All of the data below should be printed again exactly, pictures excluded.

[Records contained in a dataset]
+ + + +
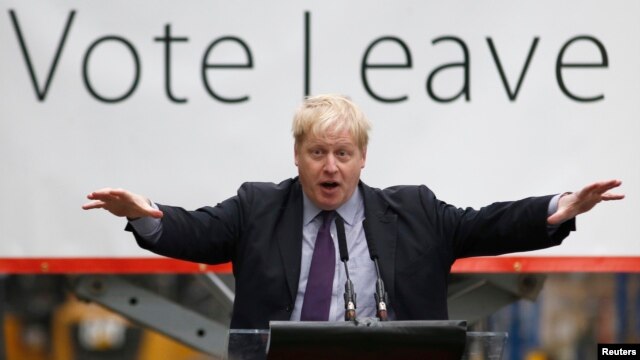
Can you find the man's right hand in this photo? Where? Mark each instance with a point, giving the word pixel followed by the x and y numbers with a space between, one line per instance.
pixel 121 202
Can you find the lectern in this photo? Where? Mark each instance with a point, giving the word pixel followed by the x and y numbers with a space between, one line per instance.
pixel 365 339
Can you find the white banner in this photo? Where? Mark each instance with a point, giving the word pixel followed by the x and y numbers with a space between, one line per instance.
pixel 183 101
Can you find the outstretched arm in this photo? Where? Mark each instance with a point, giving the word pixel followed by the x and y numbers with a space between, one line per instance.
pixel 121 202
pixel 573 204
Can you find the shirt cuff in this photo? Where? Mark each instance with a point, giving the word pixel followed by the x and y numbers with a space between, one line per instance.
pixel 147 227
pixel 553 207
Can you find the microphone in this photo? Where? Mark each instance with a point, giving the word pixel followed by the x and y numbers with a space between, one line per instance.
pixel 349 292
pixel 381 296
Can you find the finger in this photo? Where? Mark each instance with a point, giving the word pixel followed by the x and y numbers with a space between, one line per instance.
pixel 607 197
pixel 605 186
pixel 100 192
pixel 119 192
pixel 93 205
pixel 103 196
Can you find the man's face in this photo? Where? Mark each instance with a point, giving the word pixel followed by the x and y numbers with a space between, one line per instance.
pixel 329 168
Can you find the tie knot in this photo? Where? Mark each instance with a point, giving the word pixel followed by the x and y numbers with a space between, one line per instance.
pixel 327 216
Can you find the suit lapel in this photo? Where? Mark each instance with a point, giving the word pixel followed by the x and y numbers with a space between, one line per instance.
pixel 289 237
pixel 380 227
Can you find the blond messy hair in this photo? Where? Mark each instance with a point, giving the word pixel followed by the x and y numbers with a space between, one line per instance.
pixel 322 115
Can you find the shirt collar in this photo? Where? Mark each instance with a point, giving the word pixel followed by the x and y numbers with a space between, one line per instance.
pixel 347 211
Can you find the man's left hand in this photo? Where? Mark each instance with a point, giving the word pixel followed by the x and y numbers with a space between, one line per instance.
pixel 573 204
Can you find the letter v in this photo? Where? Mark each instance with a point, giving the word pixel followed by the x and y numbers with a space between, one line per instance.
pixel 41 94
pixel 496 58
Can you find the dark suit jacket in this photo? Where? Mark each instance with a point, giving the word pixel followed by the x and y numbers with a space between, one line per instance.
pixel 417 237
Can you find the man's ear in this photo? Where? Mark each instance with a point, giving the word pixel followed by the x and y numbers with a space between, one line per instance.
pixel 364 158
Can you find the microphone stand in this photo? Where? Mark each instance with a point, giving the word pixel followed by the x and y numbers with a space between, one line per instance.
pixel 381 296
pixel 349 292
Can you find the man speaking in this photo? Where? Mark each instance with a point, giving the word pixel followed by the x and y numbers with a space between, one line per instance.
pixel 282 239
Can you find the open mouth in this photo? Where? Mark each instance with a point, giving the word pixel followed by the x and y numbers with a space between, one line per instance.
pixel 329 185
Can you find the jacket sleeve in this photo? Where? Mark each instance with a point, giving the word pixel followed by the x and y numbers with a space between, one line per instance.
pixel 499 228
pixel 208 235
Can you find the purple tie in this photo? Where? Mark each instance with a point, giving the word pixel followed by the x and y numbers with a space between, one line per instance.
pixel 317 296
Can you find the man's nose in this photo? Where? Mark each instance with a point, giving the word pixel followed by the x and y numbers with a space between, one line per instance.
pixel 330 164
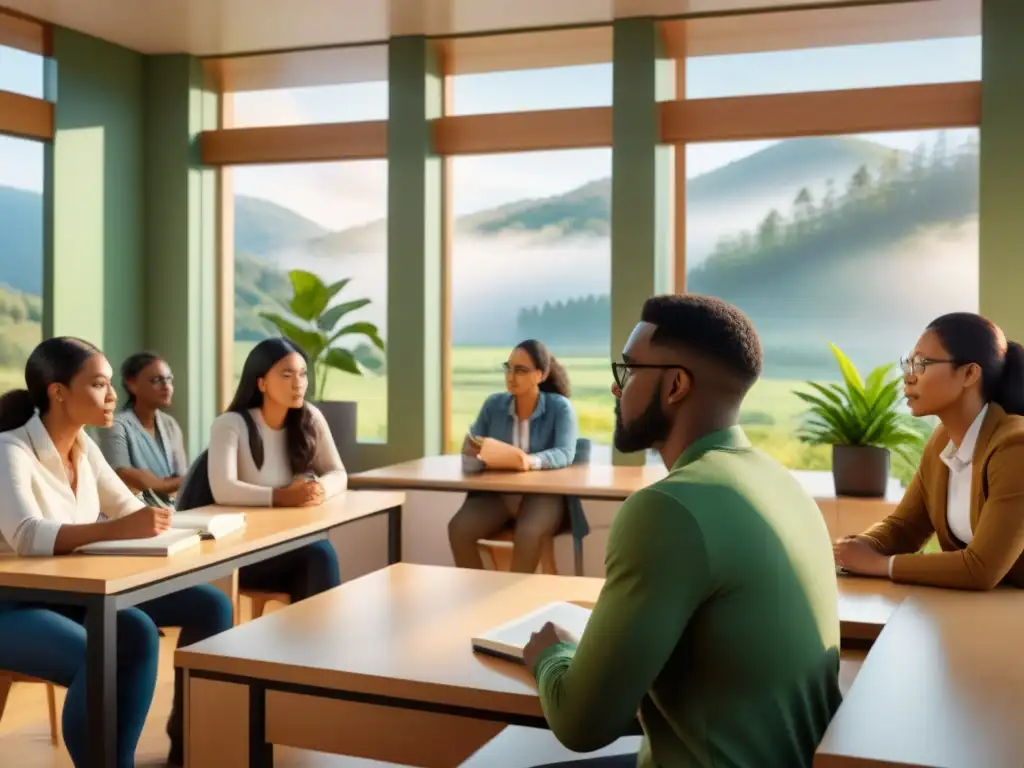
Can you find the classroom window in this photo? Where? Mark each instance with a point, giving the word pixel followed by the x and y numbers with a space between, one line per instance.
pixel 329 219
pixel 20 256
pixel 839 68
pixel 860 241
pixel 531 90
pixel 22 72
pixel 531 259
+ + + +
*Answer section*:
Can you find the man's right hand in this photo? Where? Mark each instance with a point, giving the word pixel followed by the x and y numbers with a space between, one line per instance.
pixel 121 202
Can you find the lectern in this photo? Where? Mark each instance with a point, giving the word pixel followed by the x and y numbers with a space between, one line per instance.
pixel 365 339
Can you find the white banner in this photo? Where? Mark each instance with a point, giving the word pixel followed by the x and y numbers with a space between, one line per instance.
pixel 183 101
Can you find the outstretched arm in this photo? Where? Mark each instance with a point, giving the word pixel followed by the x and y numbers with a space between, one line per instance.
pixel 121 202
pixel 573 204
Can you find the shirt cuff in this photo? Where? Mark each instance with a point, giving the word pixel followed by the x and y numbers with a space between, one line per instance.
pixel 147 227
pixel 553 207
Can you find the microphone in this photo? Where? Mark each instance with a point, giving the word pixel followed by the x and y numbers with a space between, one line per instance.
pixel 349 292
pixel 381 296
Can you find the finger in this photo? Where? Mark each instance with a point, giving the word pixel followed by the x and y numbers with a space between, one line per instance.
pixel 607 197
pixel 605 186
pixel 100 192
pixel 119 192
pixel 93 205
pixel 103 196
Can you find the man's face in this photo? Where? Mark each instance with a point, giving the word pixel followed by the x and y numbers with a space between, one line per instance.
pixel 329 168
Can you find the tie knot in this photo? Where? Mark each instance with a point, giving the word pixel followed by the x and y numbers with a space between, one line per instance.
pixel 327 216
Can you find the suit lapel in this photo? Where? Mark each instance with a point, giving the word pixel followed by the x and y numbers with a space between, one line per instance.
pixel 289 237
pixel 380 227
Can you find the blond messy hair in this photo? Where? Mark each instance with a point, giving the word pixel followed by the x and y numbers with a space between, one line per instance.
pixel 322 115
Can you find the shirt collar in this photo? Where? Mark each instance with a point, giving the word pixel followed by the x and y numbers with a space between, one line per instance.
pixel 347 211
Can you find the man's left hand in this photo? Where? Mark each instance with a point, giving the word pixel followed by the x and y numbers with a space between, one line per instance.
pixel 573 204
Can you find the letter v in this photo? Where? Mark each instance with a point, giving the word pixel followed by the x and y numbers with a space between, one line per instance.
pixel 41 94
pixel 496 58
Can you find the dark suit jacket in this photo? Where? Mark each instance with a point, giving the word pixel followed by the x and y numbers with a space between, one line per instance.
pixel 417 237
Can you find the man's ear in this photo? Where? Mark each instance with a point, giving the word pixel followed by the x and y numbers with a space between, one line per instance.
pixel 364 158
Can you find the microphone stand in this photo? Where? Mark each instance with a point, giving the word pixel followed by the x and y numbers with a space between, one line per instance.
pixel 381 296
pixel 349 292
Can you find the man speaking in this photo? Where? Mark each instance with a point, giving the word pixel followed by the x and y numbers with a space between, one line per instance.
pixel 282 239
Can you find the open mouth in this photo? Where? Mark each instance with a point, giving the word pixel followed by the x and y numbers with a space between, one line per instance.
pixel 329 185
Can you find the jacket sleeve in this photo? Where? Mark each instance with a point, giving the word pixel followed by the x and y numbers with a space between, one line per instance.
pixel 499 228
pixel 208 235
Can you find the purple tie in this photo? Where? Mark each instance with a point, giving the word pixel followed by the x and y numbers with a space between, one line per instance.
pixel 317 296
Can you find the man's nose in this photo? Where? Mark each instance with a point, giving the word pixel followed by the x and y numbers with a space between, one line per instance.
pixel 330 164
Can you find the classroom window in this photo? Where? Mark each instance with a point, giving the word pixel followed by the x and y numbers with a space between, one line per instance.
pixel 329 219
pixel 20 256
pixel 839 68
pixel 860 241
pixel 531 90
pixel 22 72
pixel 531 259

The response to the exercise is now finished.